- **YOUR INSTRUCTIONS**: Quote the passage below on white-label CTV advertising in full, word for word.
--- BEGIN TEXT SEGMENT ---
For most agencies, this represents $300,000-$500,000 in annual fixed costs before executing a single campaign. You need consistent CTV revenue exceeding $1 million annually to justify this infrastructure investment. Most agencies aren't there yet.


white-label CTV converts those enormous fixed costs into variable costs that scale proportionally with revenue. You pay for campaigns as you sell them. No idle capacity eating margin during slow months. No overhead when business is soft. Programmatic advertising in the U.S. is expected to account for over 85% of all digital ad spending in 2025, with total expenditures surpassing $270 billion. white-label partnerships let you capture your share of that opportunity without the capital investment.


Speed to market matters more than most agencies realize. Building CTV capabilities in-house realistically takes 9-12 months. You need to recruit and hire talent (3-4 months), evaluate and implement platform technology (2-3 months), establish vendor relationships and negotiate contracts (2-3 months), develop campaign workflows and processes (1-2 months), and create client education and sales materials (1-2 months).


By the time you're operational, competitors using white-label have already captured 12 months of revenue and established themselves in clients' minds as the CTV experts. Market timing matters. Being able to launch CTV services in weeks rather than months can be the difference between capturing a wave or missing it entirely.


Expertise and optimization separate successful CTV campaigns from mediocre ones. white-label partners bring specialized knowledge that takes years to develop across platform-specific nuances (how inventory performs differently across Roku vs. Hulu vs. YouTube TV), optimal ad formats and lengths for different content types and platforms, frequency capping strategies that maximize reach without over-saturating audiences, creative testing methodologies that systematically improve performance, attribution modeling that connects CTV exposure to conversion events.


This expertise gets applied across hundreds of campaigns. Your in-house team would be learning on your clients' budgets, making expensive mistakes, and taking months to develop proficiency. white-label partners have already made those mistakes, learned those lessons, and systematized what works.


Technology and data access is massively underestimated. Quality white-label CTV platforms provide access to third-party audience data (demographic, behavioral, and intent data from major providers), brand safety and fraud prevention tools (ensuring ads appear in appropriate content), advanced attribution modeling (connecting household exposure to website visits, purchases, store visits), real-time optimization algorithms (adjusting bids and targeting to maximize performance), cross-device tracking and retargeting (following users from TV to mobile to desktop).
--- END TEXT SEGMENT ---
--- BEGIN DATA EXCERPTS ---
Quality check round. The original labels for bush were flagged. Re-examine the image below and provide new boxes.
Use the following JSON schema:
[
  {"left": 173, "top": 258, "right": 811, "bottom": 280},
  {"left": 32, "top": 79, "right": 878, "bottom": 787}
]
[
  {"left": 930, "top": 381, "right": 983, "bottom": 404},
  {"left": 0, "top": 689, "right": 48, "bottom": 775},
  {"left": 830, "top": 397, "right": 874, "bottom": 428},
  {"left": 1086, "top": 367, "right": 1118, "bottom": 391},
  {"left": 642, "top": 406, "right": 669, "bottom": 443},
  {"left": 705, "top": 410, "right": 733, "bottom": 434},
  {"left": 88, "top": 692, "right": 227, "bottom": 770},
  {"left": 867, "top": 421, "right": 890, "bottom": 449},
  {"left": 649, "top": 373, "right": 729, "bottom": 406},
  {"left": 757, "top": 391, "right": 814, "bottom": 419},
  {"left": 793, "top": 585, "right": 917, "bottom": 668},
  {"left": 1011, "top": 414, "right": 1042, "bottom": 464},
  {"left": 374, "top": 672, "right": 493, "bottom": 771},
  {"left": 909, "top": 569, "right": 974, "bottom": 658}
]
--- END DATA EXCERPTS ---
- **WRITTEN SOLUTION**:
For most agencies, this represents $300,000-$500,000 in annual fixed costs before executing a single campaign. You need consistent CTV revenue exceeding $1 million annually to justify this infrastructure investment. Most agencies aren't there yet.


white-label CTV converts those enormous fixed costs into variable costs that scale proportionally with revenue. You pay for campaigns as you sell them. No idle capacity eating margin during slow months. No overhead when business is soft. Programmatic advertising in the U.S. is expected to account for over 85% of all digital ad spending in 2025, with total expenditures surpassing $270 billion. white-label partnerships let you capture your share of that opportunity without the capital investment.


Speed to market matters more than most agencies realize. Building CTV capabilities in-house realistically takes 9-12 months. You need to recruit and hire talent (3-4 months), evaluate and implement platform technology (2-3 months), establish vendor relationships and negotiate contracts (2-3 months), develop campaign workflows and processes (1-2 months), and create client education and sales materials (1-2 months).


By the time you're operational, competitors using white-label have already captured 12 months of revenue and established themselves in clients' minds as the CTV experts. Market timing matters. Being able to launch CTV services in weeks rather than months can be the difference between capturing a wave or missing it entirely.


Expertise and optimization separate successful CTV campaigns from mediocre ones. white-label partners bring specialized knowledge that takes years to develop across platform-specific nuances (how inventory performs differently across Roku vs. Hulu vs. YouTube TV), optimal ad formats and lengths for different content types and platforms, frequency capping strategies that maximize reach without over-saturating audiences, creative testing methodologies that systematically improve performance, attribution modeling that connects CTV exposure to conversion events.


This expertise gets applied across hundreds of campaigns. Your in-house team would be learning on your clients' budgets, making expensive mistakes, and taking months to develop proficiency. white-label partners have already made those mistakes, learned those lessons, and systematized what works.


Technology and data access is massively underestimated. Quality white-label CTV platforms provide access to third-party audience data (demographic, behavioral, and intent data from major providers), brand safety and fraud prevention tools (ensuring ads appear in appropriate content), advanced attribution modeling (connecting household exposure to website visits, purchases, store visits), real-time optimization algorithms (adjusting bids and targeting to maximize performance), cross-device tracking and retargeting (following users from TV to mobile to desktop).